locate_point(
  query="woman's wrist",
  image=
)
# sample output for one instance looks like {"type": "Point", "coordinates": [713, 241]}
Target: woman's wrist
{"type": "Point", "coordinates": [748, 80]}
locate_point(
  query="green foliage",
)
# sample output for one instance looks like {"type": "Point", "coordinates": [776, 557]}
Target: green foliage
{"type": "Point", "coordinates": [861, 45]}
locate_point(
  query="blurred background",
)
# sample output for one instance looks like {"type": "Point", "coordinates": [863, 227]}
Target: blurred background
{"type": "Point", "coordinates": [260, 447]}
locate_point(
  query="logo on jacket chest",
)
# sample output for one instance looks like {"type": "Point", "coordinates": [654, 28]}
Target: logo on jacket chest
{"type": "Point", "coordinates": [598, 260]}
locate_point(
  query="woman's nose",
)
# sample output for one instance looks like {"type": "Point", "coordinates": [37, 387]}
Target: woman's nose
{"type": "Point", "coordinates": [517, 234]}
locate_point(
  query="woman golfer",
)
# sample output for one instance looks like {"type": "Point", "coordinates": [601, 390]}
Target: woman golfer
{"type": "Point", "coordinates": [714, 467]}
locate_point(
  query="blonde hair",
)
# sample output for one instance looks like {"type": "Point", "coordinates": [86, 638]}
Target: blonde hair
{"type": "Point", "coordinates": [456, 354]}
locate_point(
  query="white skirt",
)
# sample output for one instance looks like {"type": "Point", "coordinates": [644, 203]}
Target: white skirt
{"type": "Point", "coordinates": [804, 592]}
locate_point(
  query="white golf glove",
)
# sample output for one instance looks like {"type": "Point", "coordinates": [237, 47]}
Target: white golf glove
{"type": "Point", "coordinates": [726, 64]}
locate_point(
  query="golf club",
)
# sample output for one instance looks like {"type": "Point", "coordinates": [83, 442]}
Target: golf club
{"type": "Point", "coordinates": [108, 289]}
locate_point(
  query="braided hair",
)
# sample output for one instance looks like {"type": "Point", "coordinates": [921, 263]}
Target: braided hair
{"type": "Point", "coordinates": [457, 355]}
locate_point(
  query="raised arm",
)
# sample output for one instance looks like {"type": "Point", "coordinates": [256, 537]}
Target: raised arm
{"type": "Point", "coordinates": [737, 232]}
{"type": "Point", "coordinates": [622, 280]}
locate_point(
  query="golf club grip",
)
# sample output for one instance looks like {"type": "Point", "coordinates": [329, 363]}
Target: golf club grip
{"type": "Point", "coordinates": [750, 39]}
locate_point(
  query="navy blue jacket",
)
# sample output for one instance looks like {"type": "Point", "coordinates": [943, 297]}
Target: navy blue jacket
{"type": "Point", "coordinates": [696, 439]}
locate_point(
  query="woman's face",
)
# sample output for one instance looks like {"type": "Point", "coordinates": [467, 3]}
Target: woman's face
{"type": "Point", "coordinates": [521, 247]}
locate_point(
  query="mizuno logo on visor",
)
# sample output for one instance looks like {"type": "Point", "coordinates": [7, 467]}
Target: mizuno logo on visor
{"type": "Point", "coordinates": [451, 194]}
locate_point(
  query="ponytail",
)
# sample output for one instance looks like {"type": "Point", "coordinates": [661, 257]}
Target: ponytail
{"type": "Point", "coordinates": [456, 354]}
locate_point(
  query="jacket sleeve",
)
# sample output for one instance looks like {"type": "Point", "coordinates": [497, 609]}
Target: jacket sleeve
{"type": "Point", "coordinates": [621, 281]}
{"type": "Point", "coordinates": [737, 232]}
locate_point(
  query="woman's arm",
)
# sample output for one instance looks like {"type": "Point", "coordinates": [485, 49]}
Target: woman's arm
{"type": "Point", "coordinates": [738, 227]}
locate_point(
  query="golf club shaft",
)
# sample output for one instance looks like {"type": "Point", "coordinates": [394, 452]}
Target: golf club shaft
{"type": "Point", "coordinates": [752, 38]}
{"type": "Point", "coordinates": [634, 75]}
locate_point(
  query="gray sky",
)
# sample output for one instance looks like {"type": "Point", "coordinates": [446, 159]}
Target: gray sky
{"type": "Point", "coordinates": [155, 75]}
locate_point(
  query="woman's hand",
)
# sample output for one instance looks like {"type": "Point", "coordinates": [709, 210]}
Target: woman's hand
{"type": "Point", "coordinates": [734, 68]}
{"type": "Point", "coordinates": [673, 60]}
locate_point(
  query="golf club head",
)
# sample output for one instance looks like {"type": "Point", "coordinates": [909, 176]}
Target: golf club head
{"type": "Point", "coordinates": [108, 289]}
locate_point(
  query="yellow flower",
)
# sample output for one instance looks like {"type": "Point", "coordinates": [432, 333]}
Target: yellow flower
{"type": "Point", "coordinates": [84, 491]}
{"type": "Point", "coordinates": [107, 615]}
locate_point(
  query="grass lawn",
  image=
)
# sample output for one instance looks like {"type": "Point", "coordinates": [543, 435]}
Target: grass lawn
+++
**Problem requirements**: Find every line in the data above that contains the string "blonde" and copy each of those lines.

**Solution to this exercise**:
  query="blonde hair",
Target: blonde hair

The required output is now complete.